Objective:
Each record below is to be copied word for word, with pictures removed.

Extracted data:
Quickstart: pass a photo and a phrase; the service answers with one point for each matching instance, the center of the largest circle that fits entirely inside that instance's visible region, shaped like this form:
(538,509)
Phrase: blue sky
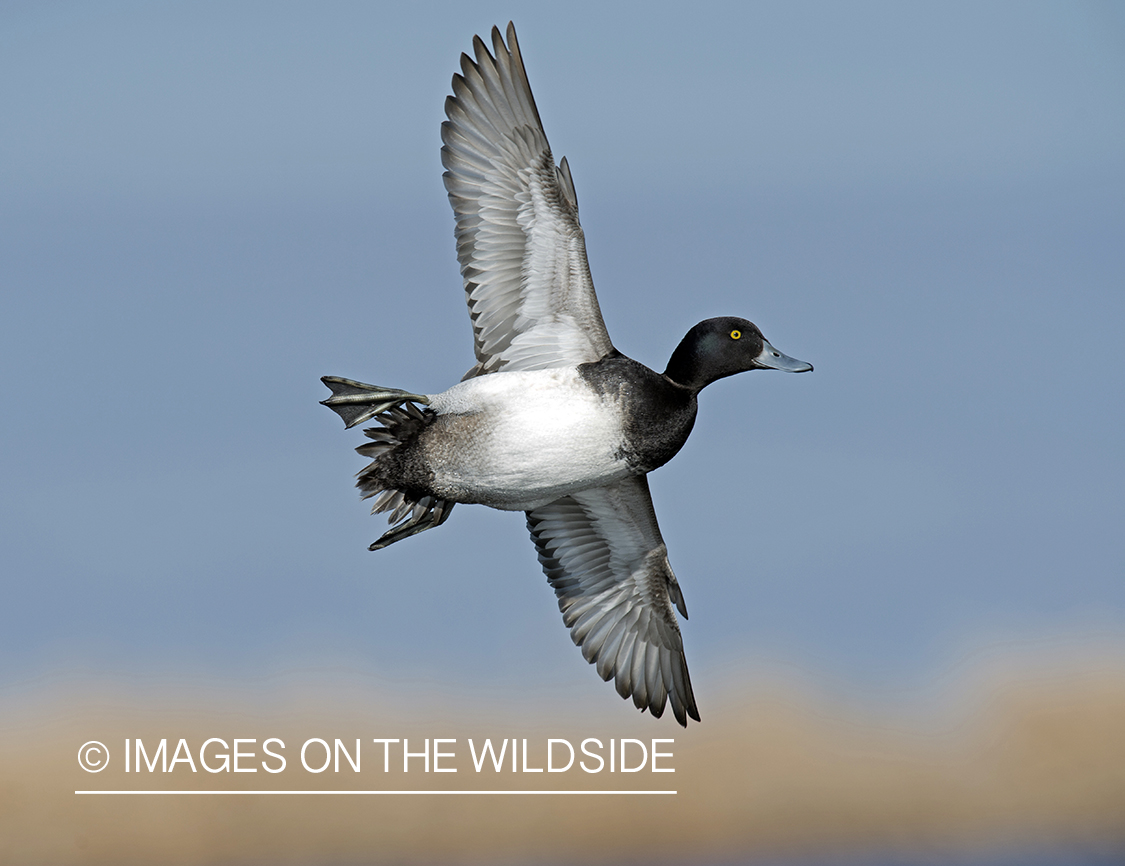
(208,206)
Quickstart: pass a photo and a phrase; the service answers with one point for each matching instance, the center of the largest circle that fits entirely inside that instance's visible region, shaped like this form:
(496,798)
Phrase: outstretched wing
(603,555)
(521,249)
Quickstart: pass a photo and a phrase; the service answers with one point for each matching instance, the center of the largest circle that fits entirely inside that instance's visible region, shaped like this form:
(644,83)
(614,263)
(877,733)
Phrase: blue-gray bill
(774,360)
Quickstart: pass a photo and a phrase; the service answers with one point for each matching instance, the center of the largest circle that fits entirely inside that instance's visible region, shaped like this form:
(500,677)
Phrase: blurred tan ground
(1022,758)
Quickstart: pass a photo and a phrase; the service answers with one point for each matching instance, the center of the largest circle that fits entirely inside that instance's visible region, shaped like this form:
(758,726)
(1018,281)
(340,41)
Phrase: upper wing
(603,555)
(521,249)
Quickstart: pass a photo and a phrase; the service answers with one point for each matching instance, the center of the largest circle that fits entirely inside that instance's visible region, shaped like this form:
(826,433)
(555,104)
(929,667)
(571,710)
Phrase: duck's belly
(519,440)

The completed task:
Quickstart: pass a photo and a phrase; the service answers with one point for each matching instance, the center of the largest circle that fits entirely inside that instance's visible region, shaped like this form:
(538,509)
Phrase: blue sky
(208,206)
Quickstart: pass a photo and a phrase; the service answers with one point for each matching instance, the center of the largest circle that fits entirely inside that instance's visible region, shaped like this form:
(496,798)
Phrase: outstretched wing
(603,555)
(521,249)
Quickstart: pass a photo and a phrase; the service answers with one point for each matching instance, the center of the largest circle that fits entirely inside that instance's visible region, shaped like this form:
(644,83)
(614,263)
(877,733)
Phrase: blue-gray bill
(774,360)
Quickstart: pass a photo and a phrase; the service answers with one point for each matching instance, the center of the largest circle that fits entirely inside that instance's visible region, shaped like this form:
(500,677)
Phrase: blurred tan ground
(1022,758)
Quickstart: pass a photo and a phrase; the service answers with one point for each matching instance, the center of the largest circle that fits entirely inside that instance's visible region, shaped like this form:
(758,726)
(1018,281)
(340,41)
Phrase: upper wing
(603,555)
(521,249)
Quickstart: pass a photo and a phrase; the service answers with one point for each matching instance, the center of the largest circle that fits entirely inside that instance's visible region, shaped like this form:
(826,433)
(555,104)
(929,667)
(571,710)
Phrase: duck's belly
(519,440)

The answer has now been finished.